What you are asked to do:
Copy the listing below word for word, leaving out the pictures.

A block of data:
● ● ●

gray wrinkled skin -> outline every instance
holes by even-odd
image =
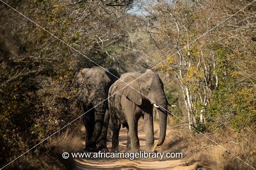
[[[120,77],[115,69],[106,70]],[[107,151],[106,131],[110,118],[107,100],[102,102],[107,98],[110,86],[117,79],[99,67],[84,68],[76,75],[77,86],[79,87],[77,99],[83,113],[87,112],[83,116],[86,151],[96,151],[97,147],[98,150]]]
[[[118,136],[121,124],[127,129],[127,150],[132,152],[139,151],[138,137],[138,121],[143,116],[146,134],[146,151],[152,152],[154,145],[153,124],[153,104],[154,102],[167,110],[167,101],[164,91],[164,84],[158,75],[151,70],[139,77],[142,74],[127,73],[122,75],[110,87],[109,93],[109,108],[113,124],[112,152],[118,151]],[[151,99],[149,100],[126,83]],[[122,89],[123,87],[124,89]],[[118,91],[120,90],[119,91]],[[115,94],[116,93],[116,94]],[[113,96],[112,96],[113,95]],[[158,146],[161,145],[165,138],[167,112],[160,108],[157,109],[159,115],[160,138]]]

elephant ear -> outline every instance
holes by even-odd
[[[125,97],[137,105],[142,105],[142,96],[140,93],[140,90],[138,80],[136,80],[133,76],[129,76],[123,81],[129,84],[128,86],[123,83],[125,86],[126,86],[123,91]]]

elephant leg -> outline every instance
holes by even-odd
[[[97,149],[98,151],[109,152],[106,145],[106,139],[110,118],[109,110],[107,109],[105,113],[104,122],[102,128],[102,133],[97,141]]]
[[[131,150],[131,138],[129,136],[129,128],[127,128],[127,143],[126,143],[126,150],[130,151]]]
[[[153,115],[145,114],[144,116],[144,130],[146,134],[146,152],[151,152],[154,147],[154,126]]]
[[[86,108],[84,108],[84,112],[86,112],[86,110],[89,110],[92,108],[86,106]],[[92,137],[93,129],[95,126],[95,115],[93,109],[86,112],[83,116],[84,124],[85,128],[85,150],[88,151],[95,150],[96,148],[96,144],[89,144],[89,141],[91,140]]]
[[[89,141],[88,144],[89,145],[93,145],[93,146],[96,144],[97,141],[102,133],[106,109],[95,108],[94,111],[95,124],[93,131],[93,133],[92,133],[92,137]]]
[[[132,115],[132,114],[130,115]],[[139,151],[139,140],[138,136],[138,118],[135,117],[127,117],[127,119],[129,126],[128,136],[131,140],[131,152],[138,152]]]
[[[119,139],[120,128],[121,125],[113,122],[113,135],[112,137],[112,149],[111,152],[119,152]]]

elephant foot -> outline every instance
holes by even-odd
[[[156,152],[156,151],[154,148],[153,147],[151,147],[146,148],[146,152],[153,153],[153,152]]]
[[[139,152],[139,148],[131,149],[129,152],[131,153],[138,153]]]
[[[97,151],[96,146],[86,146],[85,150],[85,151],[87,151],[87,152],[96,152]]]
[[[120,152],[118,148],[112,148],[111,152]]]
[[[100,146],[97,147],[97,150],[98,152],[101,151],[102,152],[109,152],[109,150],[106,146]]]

● ● ●

Exercise result:
gray wrinkled skin -> outline every instance
holes by even-odd
image =
[[[120,77],[115,69],[106,70]],[[107,151],[106,131],[110,118],[107,100],[102,102],[107,98],[110,86],[117,79],[99,67],[84,68],[76,75],[77,86],[79,87],[77,99],[83,113],[87,112],[83,116],[86,151],[96,151],[97,147],[98,150]]]
[[[118,136],[121,124],[127,129],[127,150],[132,152],[139,151],[138,137],[138,121],[143,116],[146,134],[146,151],[152,152],[154,145],[153,124],[153,104],[154,102],[167,110],[167,101],[164,91],[164,84],[158,75],[151,70],[139,77],[142,74],[127,73],[122,75],[110,87],[109,93],[109,108],[113,124],[112,152],[118,151]],[[151,99],[149,100],[126,83]],[[122,89],[123,87],[124,89]],[[118,91],[120,90],[119,91]],[[115,94],[116,93],[116,94]],[[113,96],[112,96],[113,95]],[[158,146],[161,145],[165,138],[167,112],[160,108],[157,109],[159,115],[160,138]]]

elephant ear -> outline every instance
holes by even-odd
[[[125,97],[137,105],[142,105],[142,96],[140,93],[140,90],[138,80],[136,80],[133,76],[129,76],[123,81],[129,84],[128,86],[123,83],[125,86],[126,86],[123,91]]]

elephant leg -> outline every instance
holes by even-odd
[[[97,149],[98,151],[109,152],[106,145],[106,139],[110,118],[109,110],[107,109],[105,113],[104,122],[102,128],[102,133],[97,141]]]
[[[131,150],[131,138],[129,136],[129,128],[127,128],[127,143],[126,143],[126,150],[130,151]]]
[[[153,115],[145,114],[144,116],[144,130],[146,134],[146,152],[151,152],[154,147],[154,126]]]
[[[86,108],[84,108],[84,112],[86,112],[86,110],[89,110],[92,108],[86,106]],[[92,137],[93,129],[95,126],[95,115],[93,109],[86,112],[83,116],[84,124],[85,128],[85,150],[88,151],[95,150],[96,148],[96,144],[89,144],[89,141],[91,140]]]
[[[89,141],[88,144],[89,145],[93,145],[93,146],[96,144],[97,141],[102,133],[106,109],[95,108],[94,111],[95,124],[93,131],[93,133],[92,133],[92,137]]]
[[[132,115],[132,114],[130,115]],[[139,151],[139,140],[138,136],[138,118],[135,117],[127,117],[127,119],[129,126],[128,136],[131,140],[131,152],[138,152]]]
[[[119,139],[120,128],[121,125],[113,122],[113,135],[112,137],[112,149],[111,152],[119,152]]]

elephant foot -> outline every instance
holes by even-odd
[[[156,152],[156,151],[154,148],[153,147],[151,147],[146,148],[146,152],[153,153],[153,152]]]
[[[139,152],[139,148],[131,149],[129,152],[131,153],[138,153]]]
[[[97,151],[96,146],[86,146],[85,150],[85,151],[87,151],[87,152],[96,152]]]
[[[120,152],[118,148],[112,148],[111,152]]]
[[[100,146],[97,147],[97,150],[98,152],[101,151],[102,152],[109,152],[109,150],[106,146]]]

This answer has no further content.